### FRAGMENTO PROPORCIONADO
Sin embargo el tema se complejiza cuando comprendemos que del simple estudio de nuestros comportamientos a la posibilidad de moldearlos hay un solo paso. A Donald Trump le gusta esto y sabe cómo hacerlo. Santiago Bilinkis , tecnólogo y economista, autor del libro “Guía para sobrevivir al presente” explica: “Uno busca en las redes calmar la angustia y lo único que las redes provocan es más angustia, como las bebidas azucaradas que las tomás porque tenés sed pero te dan más sed. Uno busca el alivio en la red pero lo único que te genera es necesidad de más red”. Este asunto requiere no subestimar el poder de las emociones y cómo las canalizamos. El carácter comercial está orientado hacia la producción compulsiva de necesidades de los usuarios, que muy lejos de ser satisfechas la lógica de las redes sociales suelen amplificar incrementando los efectos perjudiciales sobre la vida exterior. Competimos todo el tiempo por la atención de las demás. La sensación es que con cada click abrimos un frente de batalla nuevo al que tenemos que responder, porque quedarse afuera no es una opción, pero abarcar todo nos enloquece. Paradójicamente en lo social el hábito se hace carne y refuerza el funcionamiento de los mismos mecanismos reproductores de malestar y frustración .

### REGISTROS DE DATOS
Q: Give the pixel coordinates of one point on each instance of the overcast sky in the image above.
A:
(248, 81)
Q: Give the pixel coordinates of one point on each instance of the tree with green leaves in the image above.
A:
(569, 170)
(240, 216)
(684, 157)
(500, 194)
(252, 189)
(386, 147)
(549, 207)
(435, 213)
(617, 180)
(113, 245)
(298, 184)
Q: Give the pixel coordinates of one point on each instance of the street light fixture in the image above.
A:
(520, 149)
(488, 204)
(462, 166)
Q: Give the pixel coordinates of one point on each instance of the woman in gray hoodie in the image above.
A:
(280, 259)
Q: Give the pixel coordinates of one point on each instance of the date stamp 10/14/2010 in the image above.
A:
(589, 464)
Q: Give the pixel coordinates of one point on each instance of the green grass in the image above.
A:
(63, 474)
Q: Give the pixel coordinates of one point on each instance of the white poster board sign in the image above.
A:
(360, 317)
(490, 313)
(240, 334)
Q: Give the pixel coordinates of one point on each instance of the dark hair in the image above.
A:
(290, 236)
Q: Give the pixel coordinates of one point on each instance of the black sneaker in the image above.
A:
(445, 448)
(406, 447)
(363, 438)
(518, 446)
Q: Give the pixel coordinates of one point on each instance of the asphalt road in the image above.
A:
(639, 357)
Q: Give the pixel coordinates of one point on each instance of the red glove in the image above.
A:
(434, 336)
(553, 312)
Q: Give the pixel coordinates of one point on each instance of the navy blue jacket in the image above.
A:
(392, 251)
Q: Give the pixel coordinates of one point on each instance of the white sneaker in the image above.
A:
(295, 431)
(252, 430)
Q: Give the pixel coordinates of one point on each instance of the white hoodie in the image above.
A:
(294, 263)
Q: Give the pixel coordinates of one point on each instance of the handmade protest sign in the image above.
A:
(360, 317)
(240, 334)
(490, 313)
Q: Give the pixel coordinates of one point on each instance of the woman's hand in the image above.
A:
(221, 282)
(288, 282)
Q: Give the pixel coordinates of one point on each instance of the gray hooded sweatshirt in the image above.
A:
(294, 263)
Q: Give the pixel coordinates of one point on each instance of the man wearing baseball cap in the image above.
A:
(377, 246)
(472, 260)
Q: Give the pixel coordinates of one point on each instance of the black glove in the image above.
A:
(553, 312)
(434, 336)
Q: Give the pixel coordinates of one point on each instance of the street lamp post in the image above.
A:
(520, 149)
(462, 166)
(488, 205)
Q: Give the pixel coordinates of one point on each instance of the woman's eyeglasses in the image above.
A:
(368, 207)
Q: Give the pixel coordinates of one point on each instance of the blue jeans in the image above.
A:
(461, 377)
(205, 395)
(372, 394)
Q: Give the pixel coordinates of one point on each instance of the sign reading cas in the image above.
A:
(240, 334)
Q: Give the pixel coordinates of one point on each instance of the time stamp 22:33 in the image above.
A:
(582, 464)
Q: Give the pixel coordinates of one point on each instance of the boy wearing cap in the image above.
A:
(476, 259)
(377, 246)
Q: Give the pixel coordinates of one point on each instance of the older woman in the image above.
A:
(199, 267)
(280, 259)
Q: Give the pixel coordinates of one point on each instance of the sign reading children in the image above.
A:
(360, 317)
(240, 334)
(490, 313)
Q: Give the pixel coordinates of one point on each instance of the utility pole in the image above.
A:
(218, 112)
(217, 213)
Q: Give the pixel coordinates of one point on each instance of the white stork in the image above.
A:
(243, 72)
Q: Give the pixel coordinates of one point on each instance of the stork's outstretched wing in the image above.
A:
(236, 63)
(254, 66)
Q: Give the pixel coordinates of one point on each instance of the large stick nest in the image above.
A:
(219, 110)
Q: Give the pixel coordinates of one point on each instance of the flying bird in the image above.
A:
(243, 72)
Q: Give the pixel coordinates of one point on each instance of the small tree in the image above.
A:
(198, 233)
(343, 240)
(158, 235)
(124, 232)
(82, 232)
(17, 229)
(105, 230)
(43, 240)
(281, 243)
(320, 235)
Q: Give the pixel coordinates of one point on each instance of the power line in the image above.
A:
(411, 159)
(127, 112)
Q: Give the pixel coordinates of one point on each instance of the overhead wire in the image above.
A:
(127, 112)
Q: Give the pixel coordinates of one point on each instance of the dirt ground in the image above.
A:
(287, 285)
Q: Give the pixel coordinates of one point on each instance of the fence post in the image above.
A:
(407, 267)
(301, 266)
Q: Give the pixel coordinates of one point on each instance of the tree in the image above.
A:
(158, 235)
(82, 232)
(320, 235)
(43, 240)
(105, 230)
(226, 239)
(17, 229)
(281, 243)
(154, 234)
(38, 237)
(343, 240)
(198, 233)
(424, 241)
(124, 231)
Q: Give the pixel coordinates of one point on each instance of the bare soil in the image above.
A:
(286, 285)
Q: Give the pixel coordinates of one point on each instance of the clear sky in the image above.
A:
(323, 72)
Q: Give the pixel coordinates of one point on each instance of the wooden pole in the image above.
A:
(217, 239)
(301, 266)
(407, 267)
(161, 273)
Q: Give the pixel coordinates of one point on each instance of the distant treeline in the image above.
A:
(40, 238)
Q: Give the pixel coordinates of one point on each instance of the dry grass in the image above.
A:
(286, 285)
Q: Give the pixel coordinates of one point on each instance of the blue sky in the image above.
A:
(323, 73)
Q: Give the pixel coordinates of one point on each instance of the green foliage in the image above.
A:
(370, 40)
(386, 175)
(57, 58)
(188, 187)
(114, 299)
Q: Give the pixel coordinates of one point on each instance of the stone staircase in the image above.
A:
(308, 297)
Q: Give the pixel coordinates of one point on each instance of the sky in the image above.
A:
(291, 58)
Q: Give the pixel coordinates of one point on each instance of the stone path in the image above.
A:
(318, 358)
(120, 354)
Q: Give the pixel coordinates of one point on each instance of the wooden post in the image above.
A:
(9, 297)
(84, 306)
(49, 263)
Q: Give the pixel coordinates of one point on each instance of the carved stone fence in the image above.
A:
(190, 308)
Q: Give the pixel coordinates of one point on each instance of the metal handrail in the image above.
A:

### TAREA ASIGNADA A
Según el fragmento sobre las redes sociales, ¿qué libro escribió Santiago Bilinkis?
### TAREA ASIGNADA B
En el fragmento sobre las redes sociales se dice que con cada click abrimos un frente de batalla nuevo al que tenemos que responder. Explica, según el propio fragmento, por qué tenemos que responder y qué pasa si intentamos abarcarlo todo.
### TAREA ASIGNADA C
Enumera todas las maneras en que el fragmento sobre las redes sociales presenta a Santiago Bilinkis.

### TU SOLUCIÓN A
“Guía para sobrevivir al presente”.

### TU SOLUCIÓN B
Tenemos que responder porque quedarse afuera no es una opción. Pero abarcar todo nos enloquece.

### TU SOLUCIÓN C
- tecnólogo
- economista
- autor del libro “Guía para sobrevivir al presente”